(Point placement records)
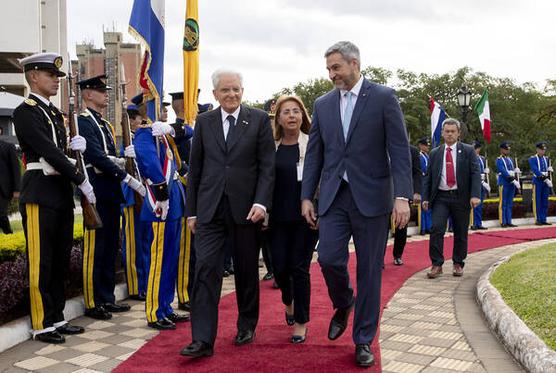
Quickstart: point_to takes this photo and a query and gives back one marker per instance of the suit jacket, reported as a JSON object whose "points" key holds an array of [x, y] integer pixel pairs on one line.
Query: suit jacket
{"points": [[375, 153], [41, 134], [468, 176], [9, 169], [242, 170]]}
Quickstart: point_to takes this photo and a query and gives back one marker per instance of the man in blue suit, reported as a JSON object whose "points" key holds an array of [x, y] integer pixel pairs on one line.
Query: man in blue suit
{"points": [[359, 151]]}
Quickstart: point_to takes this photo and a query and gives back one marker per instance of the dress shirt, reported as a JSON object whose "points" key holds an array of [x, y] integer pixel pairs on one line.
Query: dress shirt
{"points": [[443, 185], [343, 99], [225, 122]]}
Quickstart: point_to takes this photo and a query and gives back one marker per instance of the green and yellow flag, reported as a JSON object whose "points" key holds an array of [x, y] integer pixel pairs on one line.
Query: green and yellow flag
{"points": [[191, 60]]}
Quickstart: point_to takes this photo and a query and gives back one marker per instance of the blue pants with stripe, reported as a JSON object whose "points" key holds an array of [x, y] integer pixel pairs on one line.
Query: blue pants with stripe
{"points": [[164, 240]]}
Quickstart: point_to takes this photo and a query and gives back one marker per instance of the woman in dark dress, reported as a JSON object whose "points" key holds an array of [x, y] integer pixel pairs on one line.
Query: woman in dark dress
{"points": [[291, 239]]}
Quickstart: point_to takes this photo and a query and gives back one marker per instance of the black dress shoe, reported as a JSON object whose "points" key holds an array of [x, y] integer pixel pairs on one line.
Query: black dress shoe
{"points": [[197, 349], [184, 306], [98, 313], [113, 307], [70, 329], [338, 324], [163, 324], [50, 337], [363, 355], [244, 337], [176, 317], [139, 297]]}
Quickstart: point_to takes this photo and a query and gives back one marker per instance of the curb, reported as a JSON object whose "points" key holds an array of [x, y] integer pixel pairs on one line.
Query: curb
{"points": [[526, 347], [18, 331]]}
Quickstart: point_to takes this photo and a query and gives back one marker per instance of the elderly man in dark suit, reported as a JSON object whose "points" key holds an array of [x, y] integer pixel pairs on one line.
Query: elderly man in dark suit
{"points": [[10, 181], [230, 185], [359, 152], [452, 187]]}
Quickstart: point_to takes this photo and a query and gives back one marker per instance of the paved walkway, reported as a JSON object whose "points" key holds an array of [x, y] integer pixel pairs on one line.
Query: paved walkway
{"points": [[428, 326]]}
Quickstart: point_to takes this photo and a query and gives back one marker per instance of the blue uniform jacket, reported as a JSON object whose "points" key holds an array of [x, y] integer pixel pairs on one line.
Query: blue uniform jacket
{"points": [[151, 166]]}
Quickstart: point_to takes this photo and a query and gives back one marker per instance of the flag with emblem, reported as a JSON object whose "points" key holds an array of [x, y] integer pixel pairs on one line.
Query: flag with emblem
{"points": [[191, 60], [482, 109], [437, 117], [146, 24]]}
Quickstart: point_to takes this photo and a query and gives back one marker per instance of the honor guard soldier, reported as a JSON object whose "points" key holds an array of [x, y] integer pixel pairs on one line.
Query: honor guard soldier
{"points": [[106, 172], [163, 209], [186, 269], [476, 219], [507, 185], [135, 253], [425, 220], [540, 166], [46, 200]]}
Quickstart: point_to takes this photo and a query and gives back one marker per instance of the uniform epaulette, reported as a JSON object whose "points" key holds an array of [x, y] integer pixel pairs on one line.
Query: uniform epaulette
{"points": [[30, 102]]}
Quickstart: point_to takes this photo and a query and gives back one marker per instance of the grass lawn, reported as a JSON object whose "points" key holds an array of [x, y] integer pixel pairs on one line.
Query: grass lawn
{"points": [[527, 282]]}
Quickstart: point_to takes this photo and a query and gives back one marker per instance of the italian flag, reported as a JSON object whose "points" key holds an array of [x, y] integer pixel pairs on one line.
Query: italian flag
{"points": [[483, 111]]}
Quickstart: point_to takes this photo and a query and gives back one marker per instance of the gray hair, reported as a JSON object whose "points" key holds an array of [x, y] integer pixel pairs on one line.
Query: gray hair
{"points": [[347, 49], [218, 74], [451, 121]]}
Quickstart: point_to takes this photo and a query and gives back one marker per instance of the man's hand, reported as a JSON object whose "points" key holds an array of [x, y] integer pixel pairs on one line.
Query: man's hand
{"points": [[192, 224], [400, 213], [416, 198], [255, 214], [308, 212]]}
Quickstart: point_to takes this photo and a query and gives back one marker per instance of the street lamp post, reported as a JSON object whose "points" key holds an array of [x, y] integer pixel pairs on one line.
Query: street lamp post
{"points": [[464, 100]]}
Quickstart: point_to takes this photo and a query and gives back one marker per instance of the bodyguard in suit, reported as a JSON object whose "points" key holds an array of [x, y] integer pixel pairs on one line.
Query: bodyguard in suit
{"points": [[230, 186], [358, 150], [508, 185], [477, 213], [452, 186], [46, 201], [106, 172], [540, 166], [10, 182], [425, 222]]}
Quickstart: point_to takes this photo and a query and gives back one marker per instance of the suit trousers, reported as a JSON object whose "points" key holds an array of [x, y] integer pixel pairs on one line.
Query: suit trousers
{"points": [[210, 242], [291, 246], [49, 235], [343, 220], [447, 204]]}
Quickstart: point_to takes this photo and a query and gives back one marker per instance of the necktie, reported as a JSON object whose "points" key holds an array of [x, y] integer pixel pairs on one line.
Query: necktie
{"points": [[347, 113], [231, 128], [450, 175]]}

Required task ::
Transcribe the records above exactly, leaving out every picture.

Exercise output ::
Quickstart: point_to takes this photo and a query and gives back one marker per instance of the suit jacket, reported as a JSON object whose "points" key holds an array of [x, y] integer pixel pairs on one line.
Query: suit jacket
{"points": [[375, 153], [41, 134], [468, 176], [9, 169], [242, 170]]}
Quickstart: point_to takes this photo and a query and gives back one marker per instance of the man in blue suit, reported as a JSON object whose "points" key holds an array of [x, y] integer pixel pairs on one line.
Query: man in blue suit
{"points": [[359, 151]]}
Quickstart: point_to takes this photo and a query and gives back one marker per instance of the dress shirt, reported as a JSON object whose "points" key holds an array of [x, y] integer pixel pairs on one line.
Query: dress shirt
{"points": [[443, 185], [343, 99], [225, 122]]}
Quickstart: point_to takes this photo and a query and gives back one marker per instance of the green and yellow flag, reported as a JSON object whose "points" key holds an array of [x, y] integer pixel pairs on one line.
Query: green and yellow flag
{"points": [[191, 60]]}
Quickstart: point_to takes this photo and a query and gives back one marker per instance of the blue pants with stripe, reported as a JSON object whose "points" key holds an array of [x, y] integer pixel pairs on one line.
Query: blue pants with stripe
{"points": [[164, 240]]}
Quickstart: point_to takes this photo and a query and gives back one marker per instance of the woman in dark dress, reported as a JSON object whose "points" key holds an array of [x, y] integer pixel pairs on one line.
Query: woman in dark dress
{"points": [[291, 239]]}
Quickstart: point_to takes this photo and a query and gives back one marker per instance of the black dress shoe, reported as a JSON object whose "points" key holds an array of [x, y] integer pixel pairs on one line.
Query: black dress shoe
{"points": [[197, 349], [184, 306], [98, 313], [113, 307], [70, 329], [338, 324], [163, 324], [50, 337], [363, 355], [244, 337], [176, 317], [139, 297]]}
Quickstart: point_to takes this photo and a query and gives back one marker per instance of the curb, reported as a JSON object whose "points" key holds an array of [x, y] integer pixel pairs on one line.
Query: curb
{"points": [[526, 347], [18, 331]]}
Quickstart: point_to takes this photo and a query and gives back one marker per instance of the elderly man in dark suit, reported as a JSON object whose "points" key holds an array of [x, y] integer pixel pairs on one line.
Query: elderly man in dark suit
{"points": [[10, 181], [230, 185], [359, 152], [452, 187]]}
Quickstart: point_to takes this photo and a query and gives back one marker per instance of the paved walkway, reported as a JSON object whose "points" key holds an array of [x, y] integer pixel pairs on one line.
Query: paved walkway
{"points": [[428, 326]]}
Quickstart: point_to takes this photo and a query and gives back one marker per instance of the blue uniform jacket, reported as a JSON object whose "points" key holds an array of [x, y] integer pixel pairs on one line.
Query: blue uniform jacket
{"points": [[151, 166]]}
Quickstart: point_to takes this photo and a query and gives back one marker per instance of the flag with emblem, reported as a JSON object whose "points" key holds an array of [x, y] integer pixel pairs on one line.
Query: flag with emblem
{"points": [[191, 60], [482, 109], [437, 117], [146, 24]]}
Quickstart: point_to takes this photo and a query and gives back one marker per instance of the honor guard soldier, reported as a JSON object whose "points" key holds an array of [x, y] integer pixel pairs on one line.
Query: honor guard soldier
{"points": [[106, 172], [163, 209], [186, 269], [476, 219], [507, 185], [135, 253], [425, 220], [540, 166], [46, 200]]}
Quickstart: point_to takes this photo and a query and gives back one marker per instance of the uniform epaulette, reported as a JSON object whose "points" key holds an array of [x, y] integer pixel pairs on one line.
Query: uniform epaulette
{"points": [[30, 102]]}
Quickstart: point_to takes this photo and a query and gives back one marker per instance of the grass lawn, reported as a JSON object whose "points" key holds an array of [x, y] integer pixel pairs on one line.
Query: grass lawn
{"points": [[527, 282]]}
Quickstart: point_to takes this photo and a query and gives back one marker per instance of the italian flag, reported as a JSON object whose "points" key holds an array of [x, y] integer pixel pairs on one line.
Query: italian flag
{"points": [[483, 111]]}
Quickstart: point_to takes this photo and a query and gives back one marker per instance of the gray hair, reported as a JSON object whose "points" key holds an array of [x, y] integer pixel pairs on one line.
Query: gray hair
{"points": [[347, 49], [218, 74], [451, 121]]}
Quickstart: point_to takes this photo and a query and gives back one marker per instance of the man's hand, reported as a JSON object whose "points" key holds an array of [x, y] integer pixel pairs on one line.
Query: man's hand
{"points": [[192, 224], [400, 213], [416, 198], [255, 214], [308, 212]]}
Quickstart: point_to takes this photo and a query and gives back one marker per instance of the street lamp post, reported as a JSON object whose "points" key holds an array of [x, y] integer pixel pairs on one line.
Query: street lamp post
{"points": [[464, 100]]}
Quickstart: point_to takes this photo and a query and gives back one marker per instance of the bodyguard in suit, reported as a JSON object whose "points" key holds an array of [x, y] integer pixel pairs on one line.
Query: bodyguard in suit
{"points": [[230, 186], [358, 150], [508, 185], [477, 213], [452, 186], [46, 201], [106, 172], [540, 166], [10, 182], [425, 222]]}
Quickstart: point_to takes this photo and a query and gives back one marker per instance of the suit trousers, reported as a JSON object whose "points" key holds an array of [x, y] integer pixel pairs on one line.
Query: suit trousers
{"points": [[210, 242], [291, 246], [49, 235], [343, 220], [447, 204]]}
Quickstart: point_to takes this photo and a query and gives back one marker per instance of the necktie, reported as a JSON object whose "points" key holds an array of [x, y] integer pixel pairs on one line.
Query: necktie
{"points": [[347, 113], [231, 128], [450, 175]]}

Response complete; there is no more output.